- EXERCISE
Will you print the material below without altering a single character?

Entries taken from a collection

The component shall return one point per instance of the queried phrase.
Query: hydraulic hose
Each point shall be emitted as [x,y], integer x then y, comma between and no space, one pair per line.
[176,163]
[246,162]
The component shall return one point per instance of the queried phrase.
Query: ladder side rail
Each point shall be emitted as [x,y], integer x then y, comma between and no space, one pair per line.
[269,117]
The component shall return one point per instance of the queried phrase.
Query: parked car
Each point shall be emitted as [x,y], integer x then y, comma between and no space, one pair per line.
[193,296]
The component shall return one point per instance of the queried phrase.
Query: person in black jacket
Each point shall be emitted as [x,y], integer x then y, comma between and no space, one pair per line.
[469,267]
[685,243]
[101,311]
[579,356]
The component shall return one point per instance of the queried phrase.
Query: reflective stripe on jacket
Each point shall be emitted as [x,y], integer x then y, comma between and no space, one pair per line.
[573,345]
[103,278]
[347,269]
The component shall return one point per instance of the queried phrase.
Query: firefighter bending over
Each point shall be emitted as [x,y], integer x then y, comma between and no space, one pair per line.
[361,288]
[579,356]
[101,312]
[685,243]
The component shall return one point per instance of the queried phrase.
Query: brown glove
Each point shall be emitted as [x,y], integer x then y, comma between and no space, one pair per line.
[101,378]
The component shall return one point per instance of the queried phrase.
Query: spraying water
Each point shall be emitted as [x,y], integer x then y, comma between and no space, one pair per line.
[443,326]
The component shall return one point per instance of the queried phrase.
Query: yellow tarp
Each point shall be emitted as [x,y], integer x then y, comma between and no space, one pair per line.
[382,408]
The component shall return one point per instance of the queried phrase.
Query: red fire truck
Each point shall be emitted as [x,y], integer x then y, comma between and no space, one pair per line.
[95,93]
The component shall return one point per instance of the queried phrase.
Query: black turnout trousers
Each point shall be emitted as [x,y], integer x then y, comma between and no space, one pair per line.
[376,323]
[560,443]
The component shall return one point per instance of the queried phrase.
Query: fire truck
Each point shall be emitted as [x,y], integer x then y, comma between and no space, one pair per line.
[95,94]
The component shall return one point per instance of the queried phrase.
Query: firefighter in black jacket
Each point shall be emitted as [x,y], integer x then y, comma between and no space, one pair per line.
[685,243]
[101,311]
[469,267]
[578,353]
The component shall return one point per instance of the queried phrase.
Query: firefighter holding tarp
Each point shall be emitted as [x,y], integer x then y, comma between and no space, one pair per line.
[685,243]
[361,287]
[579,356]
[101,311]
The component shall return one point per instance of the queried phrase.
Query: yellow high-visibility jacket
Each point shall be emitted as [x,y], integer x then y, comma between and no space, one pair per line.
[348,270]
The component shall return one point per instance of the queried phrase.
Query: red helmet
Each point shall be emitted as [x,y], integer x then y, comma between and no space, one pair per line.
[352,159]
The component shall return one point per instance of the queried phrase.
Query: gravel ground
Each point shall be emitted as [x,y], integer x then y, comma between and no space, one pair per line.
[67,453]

- EXERCISE OUTPUT
The component shall return one point per instance of the queried phrase.
Query: hydraulic hose
Each point shall be emitted as [x,y], integer x then y, comma between and no space, one pair per line.
[176,163]
[246,162]
The component shall return one point per instance of the queried phrase.
Query: ladder side rail
Each point shall be emitted as [x,y], integer x then y, comma between and no space, one pair per line.
[269,117]
The component shall return one point per instance of the queried phrase.
Query: parked car
Each point shall be emitted as [x,y], integer x then y, comma between and no space, one pair per line.
[193,296]
The component shall return one point per instance of the queried phrase.
Query: person in black jacket
Each point shall be emitted as [x,y], integer x then y, comma between and no space, one pair per line.
[469,267]
[685,243]
[101,311]
[579,356]
The component shall return one point per instance of the queried phrase.
Query: reflective stripe on jacket
Each point shall be emitted as [x,y], integer x then y, comma between and no space, one pair per line.
[573,345]
[103,278]
[347,269]
The component shall return one point per instance of the queried phrase.
Query: firefighter bending over
Each point shall be emitted as [x,y], integer x then y, comma between and no space, one pair per line.
[361,288]
[579,356]
[101,312]
[685,243]
The component shall return one point per instance of the queried phrase.
Query: brown glove
Each point shall be emitted as [x,y], integer x then y, comma between and no space, one pair per line.
[101,378]
The component shall return one point per instance of the queried phrase.
Query: spraying water
Each point shall be emitted as [x,y], integer x then y, comma between and no space, one pair per line.
[443,326]
The component shall return one point per instance of the queried phrase.
Query: yellow tarp
Each point shall be emitted as [x,y], integer x then y, comma between and no space, one pair per line.
[382,408]
The component shall return one point per instance of the queried phrase.
Query: red fire truck
Each point shall be emitted as [x,y], integer x then y, comma between and no space, one pair per line.
[95,93]
The component shall return one point per instance of the queried phrase.
Query: black turnout trousers
Each point shall be emitted as [x,y], integer x then y, comma between and no space, one pair per line.
[376,323]
[560,443]
The component shall return one point per instance of the queried phrase.
Query: fire truck
Each point shall be emitted as [x,y], integer x then y, comma between and no space, one pair per line.
[95,94]
The component shall return one point per instance of the queried phrase.
Query: firefighter in black jacket
Each point shall be emitted as [x,y], integer x then y, comma between and no space, one pair per line.
[685,243]
[101,311]
[469,267]
[578,353]
The component shall return one point per instance of the queried phrase.
Query: firefighter holding tarp
Each point shall be emitted as [x,y], integer x then y, comma between and no space, one pair per line.
[685,243]
[361,287]
[579,356]
[101,311]
The component shall return one point per instance of the queried phrase.
Query: yellow high-visibility jacket
Each point shall be emitted as [x,y], integer x then y, comma between and no space, one pair per line.
[348,270]
The component shall return one point per instance of the queried phrase.
Query: red helmet
Each point shall be emitted as [x,y], integer x then y, comma between and no space, one pair per line.
[352,159]
The component shall return one point per instance of the queried phrase.
Query: gravel ground
Each point shall be emitted as [x,y], integer x then y, comma between and no space, one pair per line.
[67,453]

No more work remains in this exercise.